*Your assignment*
From the line containing "positive clicks: (1417, 702)" down to the line containing "690L1413 693L1412 705L1432" in the records below, reproduce every line exactly, ends included, and omit all others.

(Data excerpts)
----

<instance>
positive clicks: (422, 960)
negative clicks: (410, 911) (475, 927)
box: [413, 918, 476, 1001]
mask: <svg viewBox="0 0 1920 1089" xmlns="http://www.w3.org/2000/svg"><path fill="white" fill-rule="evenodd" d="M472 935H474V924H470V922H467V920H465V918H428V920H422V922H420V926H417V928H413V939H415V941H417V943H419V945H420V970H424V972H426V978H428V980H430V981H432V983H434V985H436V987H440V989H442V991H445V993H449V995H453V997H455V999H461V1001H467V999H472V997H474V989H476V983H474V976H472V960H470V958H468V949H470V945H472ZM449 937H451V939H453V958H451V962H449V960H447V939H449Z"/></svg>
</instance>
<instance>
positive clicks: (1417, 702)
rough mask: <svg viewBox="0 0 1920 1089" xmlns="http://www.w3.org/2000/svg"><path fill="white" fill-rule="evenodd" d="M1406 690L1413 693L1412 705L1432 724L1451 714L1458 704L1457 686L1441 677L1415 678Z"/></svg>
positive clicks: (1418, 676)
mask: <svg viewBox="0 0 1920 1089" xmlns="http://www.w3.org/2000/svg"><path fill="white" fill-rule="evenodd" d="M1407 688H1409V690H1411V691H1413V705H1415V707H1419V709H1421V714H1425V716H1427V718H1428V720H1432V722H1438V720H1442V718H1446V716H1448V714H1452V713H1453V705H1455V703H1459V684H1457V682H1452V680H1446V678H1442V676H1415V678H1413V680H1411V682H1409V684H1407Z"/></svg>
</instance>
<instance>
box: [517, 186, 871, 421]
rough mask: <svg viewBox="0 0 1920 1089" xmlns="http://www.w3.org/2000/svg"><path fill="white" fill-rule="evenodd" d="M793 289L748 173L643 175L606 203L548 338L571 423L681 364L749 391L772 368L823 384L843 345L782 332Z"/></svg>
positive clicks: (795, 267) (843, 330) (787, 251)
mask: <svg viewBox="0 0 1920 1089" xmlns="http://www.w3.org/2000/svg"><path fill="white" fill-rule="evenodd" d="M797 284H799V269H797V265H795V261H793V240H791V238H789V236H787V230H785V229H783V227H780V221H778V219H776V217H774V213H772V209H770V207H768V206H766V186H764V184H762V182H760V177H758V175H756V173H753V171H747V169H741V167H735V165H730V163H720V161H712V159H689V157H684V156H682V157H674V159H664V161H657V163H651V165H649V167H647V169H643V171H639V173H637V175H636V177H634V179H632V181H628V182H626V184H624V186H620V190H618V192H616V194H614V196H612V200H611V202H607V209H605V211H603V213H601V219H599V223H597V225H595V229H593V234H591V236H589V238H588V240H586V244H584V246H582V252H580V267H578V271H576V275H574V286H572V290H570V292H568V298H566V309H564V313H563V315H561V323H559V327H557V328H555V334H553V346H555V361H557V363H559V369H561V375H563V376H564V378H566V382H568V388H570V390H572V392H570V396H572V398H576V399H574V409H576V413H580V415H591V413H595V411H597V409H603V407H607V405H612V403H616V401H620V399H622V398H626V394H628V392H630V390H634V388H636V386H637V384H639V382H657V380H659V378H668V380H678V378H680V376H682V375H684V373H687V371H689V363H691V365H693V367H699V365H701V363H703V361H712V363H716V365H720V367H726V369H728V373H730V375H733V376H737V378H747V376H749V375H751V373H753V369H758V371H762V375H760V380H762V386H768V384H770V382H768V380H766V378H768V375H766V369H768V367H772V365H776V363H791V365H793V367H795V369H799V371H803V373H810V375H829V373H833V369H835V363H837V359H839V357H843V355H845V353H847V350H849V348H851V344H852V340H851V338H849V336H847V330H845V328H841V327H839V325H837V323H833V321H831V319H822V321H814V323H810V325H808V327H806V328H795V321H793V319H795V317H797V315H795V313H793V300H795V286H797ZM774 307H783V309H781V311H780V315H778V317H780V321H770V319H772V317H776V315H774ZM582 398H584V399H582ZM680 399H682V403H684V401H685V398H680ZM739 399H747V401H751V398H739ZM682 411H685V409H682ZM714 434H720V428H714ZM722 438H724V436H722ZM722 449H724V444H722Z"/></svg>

----

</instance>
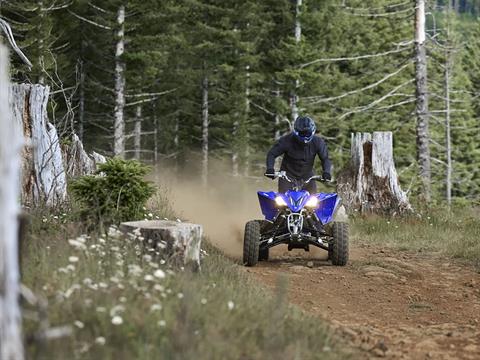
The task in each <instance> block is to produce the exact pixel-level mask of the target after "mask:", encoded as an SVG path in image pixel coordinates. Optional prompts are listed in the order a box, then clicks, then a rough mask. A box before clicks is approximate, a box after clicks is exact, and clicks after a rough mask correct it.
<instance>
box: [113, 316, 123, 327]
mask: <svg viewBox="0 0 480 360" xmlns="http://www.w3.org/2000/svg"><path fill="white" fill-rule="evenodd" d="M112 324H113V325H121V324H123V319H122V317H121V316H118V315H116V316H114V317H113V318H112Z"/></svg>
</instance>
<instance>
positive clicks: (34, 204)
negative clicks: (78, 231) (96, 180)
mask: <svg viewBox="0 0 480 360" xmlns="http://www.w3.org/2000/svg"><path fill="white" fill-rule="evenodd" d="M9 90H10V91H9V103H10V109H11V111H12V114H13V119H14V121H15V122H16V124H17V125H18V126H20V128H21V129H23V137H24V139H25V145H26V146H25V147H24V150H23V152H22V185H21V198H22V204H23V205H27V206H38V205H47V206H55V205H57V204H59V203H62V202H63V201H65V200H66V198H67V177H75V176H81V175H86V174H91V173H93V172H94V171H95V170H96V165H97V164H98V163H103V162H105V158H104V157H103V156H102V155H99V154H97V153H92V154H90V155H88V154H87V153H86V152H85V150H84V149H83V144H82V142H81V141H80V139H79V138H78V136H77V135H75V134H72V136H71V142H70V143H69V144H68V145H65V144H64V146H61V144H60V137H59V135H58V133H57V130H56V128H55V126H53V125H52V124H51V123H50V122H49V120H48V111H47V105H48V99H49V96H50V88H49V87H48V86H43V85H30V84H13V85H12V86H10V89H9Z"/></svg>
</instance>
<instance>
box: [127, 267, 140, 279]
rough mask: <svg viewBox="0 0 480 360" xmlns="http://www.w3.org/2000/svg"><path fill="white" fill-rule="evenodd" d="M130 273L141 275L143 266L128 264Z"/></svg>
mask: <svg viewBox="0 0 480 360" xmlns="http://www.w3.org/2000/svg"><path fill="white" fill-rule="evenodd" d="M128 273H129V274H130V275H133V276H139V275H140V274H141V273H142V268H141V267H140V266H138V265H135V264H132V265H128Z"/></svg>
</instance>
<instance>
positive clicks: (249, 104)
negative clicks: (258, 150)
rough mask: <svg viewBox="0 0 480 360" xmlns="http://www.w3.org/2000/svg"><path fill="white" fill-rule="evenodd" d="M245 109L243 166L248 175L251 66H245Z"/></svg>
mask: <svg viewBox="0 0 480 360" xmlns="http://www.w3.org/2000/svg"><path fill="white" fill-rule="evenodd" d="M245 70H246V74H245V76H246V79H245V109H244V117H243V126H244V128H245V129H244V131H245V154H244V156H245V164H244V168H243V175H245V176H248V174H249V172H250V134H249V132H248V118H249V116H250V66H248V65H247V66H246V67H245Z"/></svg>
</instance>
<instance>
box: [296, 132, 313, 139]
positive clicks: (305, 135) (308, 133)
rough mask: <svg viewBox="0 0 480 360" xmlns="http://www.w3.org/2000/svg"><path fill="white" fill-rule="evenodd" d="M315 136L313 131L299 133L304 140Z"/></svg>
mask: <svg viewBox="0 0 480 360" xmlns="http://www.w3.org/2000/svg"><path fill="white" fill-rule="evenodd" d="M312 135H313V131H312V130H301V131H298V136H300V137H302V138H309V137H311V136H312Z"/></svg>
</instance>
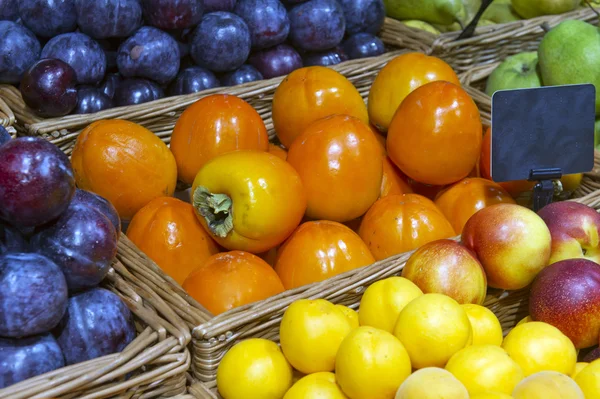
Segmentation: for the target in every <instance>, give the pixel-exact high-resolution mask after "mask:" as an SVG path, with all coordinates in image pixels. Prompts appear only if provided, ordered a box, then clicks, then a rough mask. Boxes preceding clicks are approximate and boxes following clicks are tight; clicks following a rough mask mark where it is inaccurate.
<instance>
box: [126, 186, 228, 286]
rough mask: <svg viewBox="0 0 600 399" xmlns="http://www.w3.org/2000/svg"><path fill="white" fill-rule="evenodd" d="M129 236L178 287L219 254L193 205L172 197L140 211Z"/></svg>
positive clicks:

----

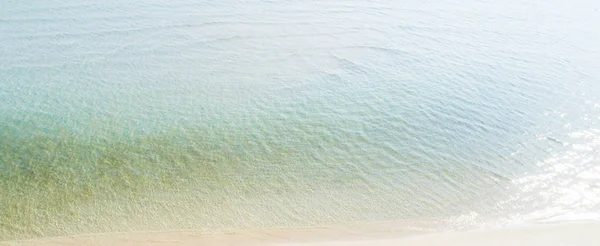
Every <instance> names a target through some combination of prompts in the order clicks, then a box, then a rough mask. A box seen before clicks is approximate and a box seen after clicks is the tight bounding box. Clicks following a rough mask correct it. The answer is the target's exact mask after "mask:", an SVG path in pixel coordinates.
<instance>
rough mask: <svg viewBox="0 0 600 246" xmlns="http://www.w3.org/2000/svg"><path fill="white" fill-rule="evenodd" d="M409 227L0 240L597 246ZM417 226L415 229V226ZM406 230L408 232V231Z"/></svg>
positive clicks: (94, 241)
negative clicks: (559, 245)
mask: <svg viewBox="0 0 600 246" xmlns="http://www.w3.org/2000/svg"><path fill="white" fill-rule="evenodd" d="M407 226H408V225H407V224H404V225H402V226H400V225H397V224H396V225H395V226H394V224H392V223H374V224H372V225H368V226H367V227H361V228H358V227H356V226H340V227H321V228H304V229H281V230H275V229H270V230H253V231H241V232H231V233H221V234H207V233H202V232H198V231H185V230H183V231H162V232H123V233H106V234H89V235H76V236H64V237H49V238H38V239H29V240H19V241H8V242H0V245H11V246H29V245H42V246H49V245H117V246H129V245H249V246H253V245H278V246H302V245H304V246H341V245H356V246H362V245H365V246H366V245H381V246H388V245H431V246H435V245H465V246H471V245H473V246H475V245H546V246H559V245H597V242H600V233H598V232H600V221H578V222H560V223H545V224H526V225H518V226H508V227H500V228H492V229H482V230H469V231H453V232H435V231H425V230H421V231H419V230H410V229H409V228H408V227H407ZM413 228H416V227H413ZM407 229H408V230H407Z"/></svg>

----

*Solution to this exercise*
positive clicks: (1417, 702)
rough mask: <svg viewBox="0 0 1920 1089" xmlns="http://www.w3.org/2000/svg"><path fill="white" fill-rule="evenodd" d="M1406 690L1413 693L1412 705L1432 724L1451 714L1458 704L1457 686L1441 677L1415 678Z"/></svg>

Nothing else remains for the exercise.